• [SCHRIFTLICHE AUFGABE A]:
Kannst du die Datensätze vom Anfang bis einschließlich der Zeile mit „125L237 125L235 123L231" als zweispaltige CSV mit den Spalten „text" und „antwort" aufbereiten? Jeder Datensatz erhält eine Zeile mit seinem Text und seiner Antwort, beide jeweils in einem Feld in Anführungszeichen und mit Leerzeichen statt Zeilenumbrüchen.
--*--
Einigkeit bei Waffenstillstand, Unterstützung für Ukraine und politischen Horizont für Palästinenser.
G7-Außenminister einigen sich auf Kompromisse in Ukraine-Krise
Die wirtschaftsstarken Demokratien des Westens einigen sich trotz der von US-Präsident Donald Trump ausgelösten Turbulenzen auf Kompromisse bei zentralen Themen wie der stark umstrittenen Ukraine-Politik. «Alle sieben Außenminister stimmen dem US-Vorschlag für einen Waffenstillstand zu, der von den Ukrainern unterstützt wird», sagte Kanadas Außenministerin Mélanie Joly am Rande des Treffens der G7-Außenminister in Kanada. Man werde nun die russische Reaktion auf den US-Vorstoß prüfen.
Gemäß der gemeinsamen Abschlusserklärung bekräftigt auch US-Außenminister Marco Rubio trotz des drastischen Kurswechsels von Trump im Ukraine-Krieg und dessen Hinwendung zum russischen Präsidenten Wladimir Putin die territoriale Integrität der Ukraine. «Die G7-Mitglieder bekräftigten ihre unerschütterliche Unterstützung für die Ukraine bei der Verteidigung ihrer territorialen Integrität und ihres Existenzrechts sowie ihrer Freiheit, Souveränität und Unabhängigkeit», heißt es in dem Abschlussdokument, das der Deutschen Presse-Agentur vorliegt.
Rubio wollte keine harten Formulierungen gegen Moskau
Die von den USA verhandelten Bemühungen um eine Waffenruhe im Ukraine-Krieg werden in dem Papier begrüßt – diese seien ein «wesentlicher Schritt hin zu einem umfassenden, gerechten und dauerhaften Frieden im Einklang mit der Charta der Vereinten Nationen».
--*--
• [SCHRIFTLICHE AUFGABE B]:
Wie lässt sich der Artikel über das Treffen der G7-Außenminister in zwei Sätzen zusammenfassen?

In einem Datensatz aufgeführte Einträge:
--*--
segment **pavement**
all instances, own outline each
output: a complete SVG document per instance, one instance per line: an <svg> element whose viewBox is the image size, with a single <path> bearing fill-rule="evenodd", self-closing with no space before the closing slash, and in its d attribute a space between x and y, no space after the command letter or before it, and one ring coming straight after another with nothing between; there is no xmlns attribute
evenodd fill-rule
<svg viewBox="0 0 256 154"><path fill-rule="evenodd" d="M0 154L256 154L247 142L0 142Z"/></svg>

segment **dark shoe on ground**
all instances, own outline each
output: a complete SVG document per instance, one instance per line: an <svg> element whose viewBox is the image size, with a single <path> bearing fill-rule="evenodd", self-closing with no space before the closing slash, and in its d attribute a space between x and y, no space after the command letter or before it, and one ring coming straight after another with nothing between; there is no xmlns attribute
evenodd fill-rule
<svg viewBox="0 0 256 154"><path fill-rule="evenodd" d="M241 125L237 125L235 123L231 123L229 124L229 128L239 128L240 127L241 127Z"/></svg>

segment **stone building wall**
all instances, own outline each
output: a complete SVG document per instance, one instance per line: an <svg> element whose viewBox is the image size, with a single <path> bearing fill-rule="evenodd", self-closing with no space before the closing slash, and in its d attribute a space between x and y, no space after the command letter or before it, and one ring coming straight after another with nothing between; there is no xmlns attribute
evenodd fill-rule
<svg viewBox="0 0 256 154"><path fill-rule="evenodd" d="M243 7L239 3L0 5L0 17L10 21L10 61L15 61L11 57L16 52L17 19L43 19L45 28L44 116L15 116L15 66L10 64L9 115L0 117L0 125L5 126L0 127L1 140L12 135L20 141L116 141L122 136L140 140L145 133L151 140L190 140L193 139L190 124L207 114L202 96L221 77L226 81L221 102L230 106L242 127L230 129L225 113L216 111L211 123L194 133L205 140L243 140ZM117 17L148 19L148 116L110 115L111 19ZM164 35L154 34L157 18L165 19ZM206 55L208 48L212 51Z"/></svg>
--*--
• [SCHRIFTLICHE LÖSUNG A]:
text,antwort
"segment **pavement** all instances, own outline each output: a complete SVG document per instance, one instance per line: an <svg> element whose viewBox is the image size, with a single <path> bearing fill-rule=""evenodd"", self-closing with no space before the closing slash, and in its d attribute a space between x and y, no space after the command letter or before it, and one ring coming straight after another with nothing between; there is no xmlns attribute evenodd fill-rule","<svg viewBox=""0 0 256 154""><path fill-rule=""evenodd"" d=""M0 154L256 154L247 142L0 142Z""/></svg>"
"segment **dark shoe on ground** all instances, own outline each output: a complete SVG document per instance, one instance per line: an <svg> element whose viewBox is the image size, with a single <path> bearing fill-rule=""evenodd"", self-closing with no space before the closing slash, and in its d attribute a space between x and y, no space after the command letter or before it, and one ring coming straight after another with nothing between; there is no xmlns attribute evenodd fill-rule","<svg viewBox=""0 0 256 154""><path fill-rule=""evenodd"" d=""M241 125L237 125L235 123L231 123L229 124L229 128L239 128L240 127L241 127Z""/></svg>"

• [SCHRIFTLICHE LÖSUNG B]:
Die G7-Außenminister haben sich bei ihrem Treffen in Kanada trotz der von US-Präsident Donald Trump ausgelösten Turbulenzen auf Kompromisse geeinigt, und laut Kanadas Außenministerin Mélanie Joly stimmen alle sieben dem von den Ukrainern unterstützten US-Vorschlag für einen Waffenstillstand zu. In der gemeinsamen Abschlusserklärung bekräftigen die G7-Mitglieder, auch US-Außenminister Marco Rubio, ihre unerschütterliche Unterstützung für die territoriale Integrität der Ukraine und begrüßen die von den USA verhandelten Bemühungen um eine Waffenruhe als wesentlichen Schritt hin zu einem dauerhaften Frieden.